#### What you need to do:
Retype the records that come next, word for word.

'''

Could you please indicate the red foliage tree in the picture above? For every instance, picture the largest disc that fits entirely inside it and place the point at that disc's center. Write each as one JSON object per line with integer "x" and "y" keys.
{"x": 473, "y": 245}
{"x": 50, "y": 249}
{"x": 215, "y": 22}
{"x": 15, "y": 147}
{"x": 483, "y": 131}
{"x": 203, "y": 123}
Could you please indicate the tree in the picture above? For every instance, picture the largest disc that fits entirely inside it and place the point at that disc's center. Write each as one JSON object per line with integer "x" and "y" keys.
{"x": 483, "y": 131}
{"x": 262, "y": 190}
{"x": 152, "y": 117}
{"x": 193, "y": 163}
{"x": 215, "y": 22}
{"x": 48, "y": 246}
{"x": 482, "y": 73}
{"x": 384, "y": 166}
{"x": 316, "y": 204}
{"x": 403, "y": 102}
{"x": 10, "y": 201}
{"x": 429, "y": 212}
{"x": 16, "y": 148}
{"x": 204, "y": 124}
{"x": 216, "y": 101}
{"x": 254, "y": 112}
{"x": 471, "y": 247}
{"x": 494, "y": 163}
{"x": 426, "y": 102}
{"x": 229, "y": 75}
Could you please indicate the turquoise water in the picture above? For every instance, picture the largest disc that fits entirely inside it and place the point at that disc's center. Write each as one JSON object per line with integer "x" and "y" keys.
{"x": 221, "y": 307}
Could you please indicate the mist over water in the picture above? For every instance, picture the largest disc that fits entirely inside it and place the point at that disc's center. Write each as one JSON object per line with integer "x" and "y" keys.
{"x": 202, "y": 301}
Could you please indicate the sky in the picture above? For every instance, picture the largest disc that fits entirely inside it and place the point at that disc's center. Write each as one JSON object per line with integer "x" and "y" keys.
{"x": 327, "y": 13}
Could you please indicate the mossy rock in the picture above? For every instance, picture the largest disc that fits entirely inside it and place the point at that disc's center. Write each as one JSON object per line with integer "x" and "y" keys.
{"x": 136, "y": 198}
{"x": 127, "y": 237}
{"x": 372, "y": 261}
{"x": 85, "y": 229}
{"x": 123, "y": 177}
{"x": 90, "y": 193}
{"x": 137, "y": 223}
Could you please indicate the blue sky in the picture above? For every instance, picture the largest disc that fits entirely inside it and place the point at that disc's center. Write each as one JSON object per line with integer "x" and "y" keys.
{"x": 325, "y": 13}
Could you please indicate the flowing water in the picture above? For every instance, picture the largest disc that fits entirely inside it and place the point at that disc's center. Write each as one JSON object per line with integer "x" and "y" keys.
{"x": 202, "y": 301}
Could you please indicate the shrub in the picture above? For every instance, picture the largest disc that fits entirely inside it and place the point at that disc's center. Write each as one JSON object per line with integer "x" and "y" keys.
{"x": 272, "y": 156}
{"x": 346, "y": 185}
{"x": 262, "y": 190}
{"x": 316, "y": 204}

'''

#### Full answer:
Could you please indicate the red foliage tree in the picture above? For every instance, picture the largest disc that fits entirely inside it and place the point at that disc's center. Write each as one JSON object per line with integer "x" and "y" keys.
{"x": 473, "y": 245}
{"x": 50, "y": 249}
{"x": 215, "y": 22}
{"x": 15, "y": 147}
{"x": 483, "y": 131}
{"x": 203, "y": 123}
Could you please indicate the tree in the picture above? For every instance, picture the largest disc that fits entirely inside it and place the point at that disc's center. Write each as one JSON object per line with integer "x" and "y" keys.
{"x": 483, "y": 131}
{"x": 262, "y": 190}
{"x": 152, "y": 117}
{"x": 193, "y": 163}
{"x": 215, "y": 22}
{"x": 48, "y": 246}
{"x": 482, "y": 73}
{"x": 384, "y": 166}
{"x": 316, "y": 204}
{"x": 403, "y": 102}
{"x": 10, "y": 201}
{"x": 429, "y": 212}
{"x": 16, "y": 148}
{"x": 204, "y": 124}
{"x": 216, "y": 101}
{"x": 254, "y": 112}
{"x": 471, "y": 247}
{"x": 494, "y": 163}
{"x": 426, "y": 102}
{"x": 229, "y": 75}
Could you please indicate the turquoise water in the picture above? For every instance, picture the largest disc that fits entirely inside it and place the point at that disc's center. Write each as one JSON object per line with integer "x" and "y" keys.
{"x": 221, "y": 307}
Could you please indicate the mist over water in the picture above? For every instance, picture the largest disc that fits entirely inside it and place the point at that disc's center. Write each as one JSON object per line with integer "x" and "y" keys.
{"x": 202, "y": 301}
Could you please indicate the sky in the picture above? For every instance, picture the largest disc that fits entirely inside it and place the point at that disc's center. Write each as one JSON object per line with integer "x" and "y" keys.
{"x": 327, "y": 13}
Could you please indicate the mossy rock in the picture above? For every instance, picture the largest disc that fits entirely inside it and place the point at that disc's center. Write each as one JSON object per line with integer "x" and "y" keys.
{"x": 136, "y": 198}
{"x": 127, "y": 237}
{"x": 372, "y": 261}
{"x": 85, "y": 229}
{"x": 123, "y": 177}
{"x": 90, "y": 193}
{"x": 137, "y": 223}
Could you please indicate the blue sky in the picture above? For every instance, picture the largest disc that fits entirely inside it and place the point at that disc's center. Write each as one JSON object per line with integer "x" and "y" keys.
{"x": 325, "y": 13}
Could you please indicate the flowing water in the picture above? For every instance, picture the largest disc that fits entirely inside it and place the point at that disc's center. Write each as one JSON object per line with integer "x" and "y" keys.
{"x": 202, "y": 301}
Could you please indicate the shrub in the picture above? For every instance, picture the largest disc that fits entirely inside it and place the point at that disc's center. Write each as one JSON object per line with integer "x" and "y" keys.
{"x": 272, "y": 156}
{"x": 346, "y": 185}
{"x": 262, "y": 190}
{"x": 316, "y": 204}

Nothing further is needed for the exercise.